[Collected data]
....
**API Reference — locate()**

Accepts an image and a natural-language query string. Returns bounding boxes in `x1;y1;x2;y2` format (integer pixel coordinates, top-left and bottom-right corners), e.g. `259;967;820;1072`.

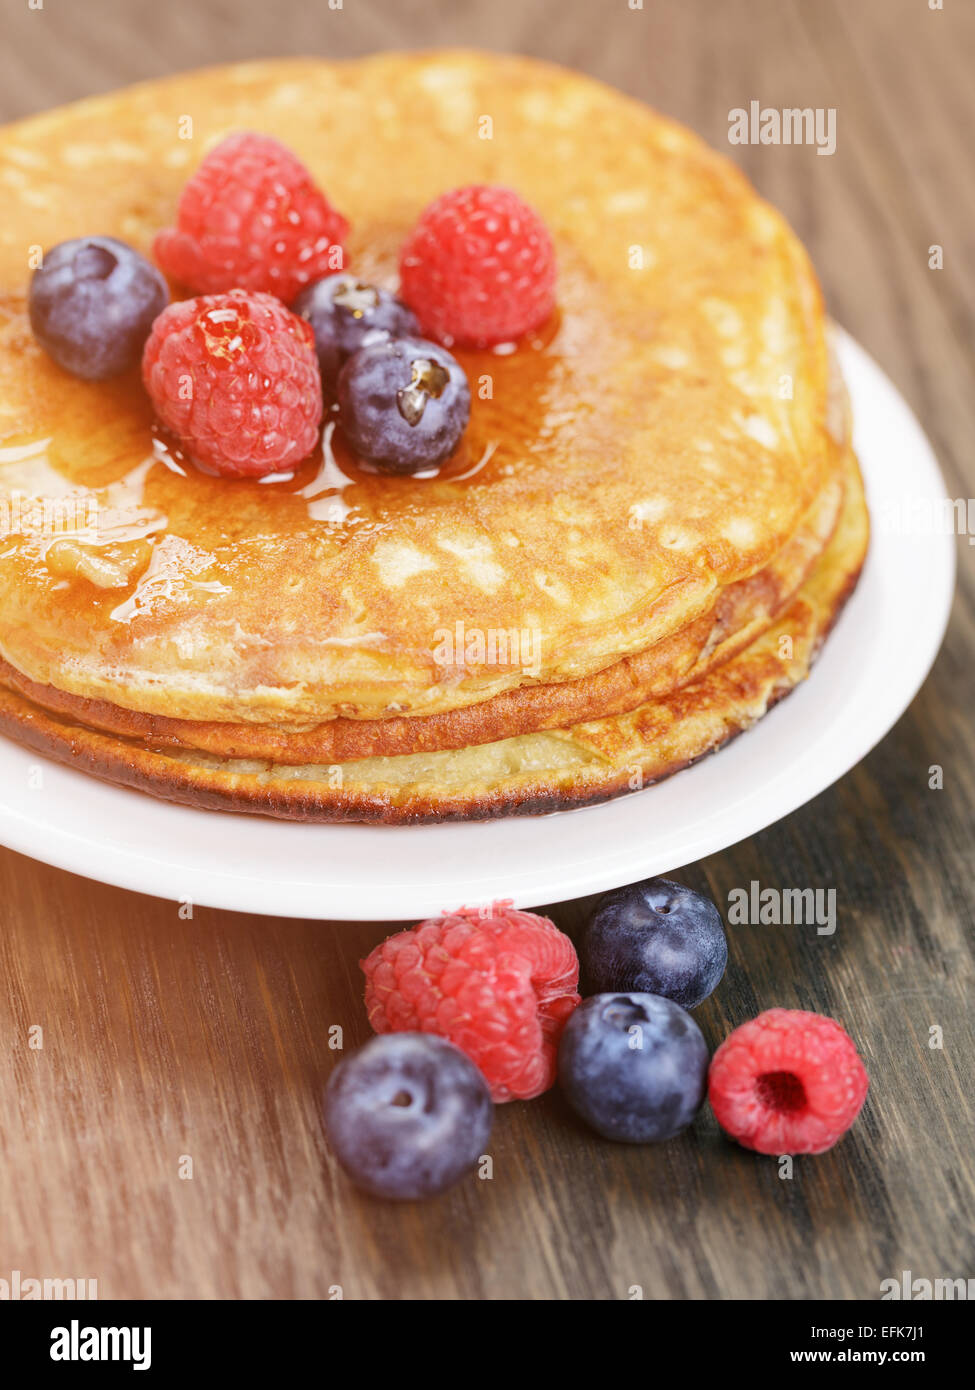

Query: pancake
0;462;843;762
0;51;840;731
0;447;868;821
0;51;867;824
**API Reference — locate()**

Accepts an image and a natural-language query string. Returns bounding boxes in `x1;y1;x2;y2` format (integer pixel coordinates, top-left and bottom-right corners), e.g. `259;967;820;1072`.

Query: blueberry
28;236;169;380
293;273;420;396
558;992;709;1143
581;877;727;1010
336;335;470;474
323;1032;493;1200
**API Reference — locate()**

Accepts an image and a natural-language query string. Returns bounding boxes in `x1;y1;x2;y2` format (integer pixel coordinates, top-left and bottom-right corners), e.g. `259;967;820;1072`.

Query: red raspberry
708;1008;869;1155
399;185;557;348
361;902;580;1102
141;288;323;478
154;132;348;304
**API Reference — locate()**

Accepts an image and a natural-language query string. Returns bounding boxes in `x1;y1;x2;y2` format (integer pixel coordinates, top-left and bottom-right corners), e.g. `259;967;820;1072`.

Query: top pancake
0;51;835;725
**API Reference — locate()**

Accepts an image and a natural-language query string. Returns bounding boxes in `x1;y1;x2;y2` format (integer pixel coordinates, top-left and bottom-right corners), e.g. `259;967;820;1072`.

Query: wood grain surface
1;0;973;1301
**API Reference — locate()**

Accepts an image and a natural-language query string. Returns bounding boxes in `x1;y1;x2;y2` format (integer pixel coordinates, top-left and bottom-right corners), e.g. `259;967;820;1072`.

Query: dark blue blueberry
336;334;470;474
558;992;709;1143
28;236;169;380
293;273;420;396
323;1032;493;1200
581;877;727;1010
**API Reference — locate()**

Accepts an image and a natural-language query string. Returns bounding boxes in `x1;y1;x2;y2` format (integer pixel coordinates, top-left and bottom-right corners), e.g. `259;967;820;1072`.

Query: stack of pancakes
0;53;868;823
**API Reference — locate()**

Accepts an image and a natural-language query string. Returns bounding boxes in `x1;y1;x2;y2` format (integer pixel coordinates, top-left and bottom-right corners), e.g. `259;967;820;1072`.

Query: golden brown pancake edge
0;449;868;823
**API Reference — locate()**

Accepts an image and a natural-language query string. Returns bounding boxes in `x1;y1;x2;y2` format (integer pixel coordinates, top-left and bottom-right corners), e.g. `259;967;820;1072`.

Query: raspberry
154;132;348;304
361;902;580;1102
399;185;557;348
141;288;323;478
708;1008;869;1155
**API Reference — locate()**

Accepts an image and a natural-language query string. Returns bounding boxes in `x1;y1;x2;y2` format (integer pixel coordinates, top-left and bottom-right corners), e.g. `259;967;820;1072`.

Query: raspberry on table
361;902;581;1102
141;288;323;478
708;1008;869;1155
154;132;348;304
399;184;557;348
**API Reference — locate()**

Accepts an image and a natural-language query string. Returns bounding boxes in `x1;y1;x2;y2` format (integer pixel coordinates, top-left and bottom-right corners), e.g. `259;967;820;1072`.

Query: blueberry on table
....
▸ **REQUIRED ACTION**: Copy every record exactly as it appears, apart from any pictures.

▸ **EXERCISE OUTPUT**:
**API Reference — locate()**

Accepts an image and a natural-language query string. Returns bounding boxes in `x1;y1;x2;y2` format (integer pixel coordinates, top-left and bottom-right corners), e.g. `259;967;820;1072`.


Query: pancake
0;462;843;762
0;51;840;731
0;447;868;821
0;51;867;824
**API Reference — locate()**

Accepts an image and a natural-language query string. Returns bounding boxes in `x1;y1;x2;y2` format (integer pixel coordinates, top-left and bottom-right corners), e.g. `259;967;820;1072`.

Query: blueberry
28;236;169;380
293;273;420;396
558;992;709;1143
581;877;727;1010
336;335;470;474
323;1032;493;1200
**API Reference — locate()**

Accepts an image and a natural-language query string. Returns bounding boxes in `x1;y1;x2;y2` format (integer pixel coordinates, top-left and bottom-right corners), e.g. `259;967;820;1072`.

Query: red raspberry
708;1008;869;1155
399;185;557;348
361;902;580;1102
141;288;323;478
154;132;348;304
**API Reference — locate()**

Accepts an image and a natural-language query string. Returns bounding boxes in `x1;y1;x2;y2` format (integer pixel coordinates, top-left and bottom-right corners), e.g. `259;967;820;1072`.

Query: top pancake
0;51;835;725
**API Reference — locate()**

Accepts an image and a natural-language query string. Returns bounding boxes in `x1;y1;x2;y2` format (integer pixel coordinates, top-left and bottom-right corners), e.g. `259;967;820;1072`.

Query: wood grain surface
1;0;973;1301
**API Reference — locate()**

Accepts an image and a natural-language query string. Returns bounding boxes in `x1;y1;x2;y2` format (integer pixel coordinates, top-left and bottom-right corners), e.g. `259;967;820;1072`.

Query: dark blue blueberry
336;334;470;474
558;992;709;1143
28;236;169;380
293;273;420;396
323;1032;493;1200
581;877;727;1010
**API Reference — locate()**

Accepts an image and a natural-language query string. Returns bounding boxes in `x1;y1;x2;y2` format (integer pixel coordinates, top-left and bottom-right corners), e.g. `259;967;820;1072`.

Query: stack of pancakes
0;53;868;823
**API Reference — locate()**

Accepts an image and a natural-language query string. Returns bounding boxes in `x1;y1;x2;y2` format (integer pixel coordinates, top-left and bottom-right corners), e.g. `259;967;820;1072`.

Query: golden brown pancake edge
0;449;868;823
**API Reference — locate()**

Accepts an image and a natural-language query string. Returns bounding boxes in `x1;y1;x2;y2` format (integer pixel coordinates, top-left and bottom-right corners), e.g. `259;967;820;1072`.

Query: raspberry
154;132;348;304
361;902;580;1102
399;185;557;348
141;288;323;478
708;1008;869;1155
**API Reference — locate()**

Accepts an image and a natural-language query string. Returns bounding boxes in `x1;y1;x2;y2` format (integer pixel coordinates, top-left and bottom-right corners), e.g. `259;967;820;1072`.

Query: raspberry on table
361;902;581;1102
141;288;323;478
708;1008;869;1155
154;132;348;304
399;184;557;348
**API Reference — locate()**

Accepts an image and a natural-language query string. Returns bounding boxes in `x1;y1;x2;y2` format (integer pixel coordinates, top-left and bottom-right corners), e.g. `259;967;820;1072`.

Query: blueberry on table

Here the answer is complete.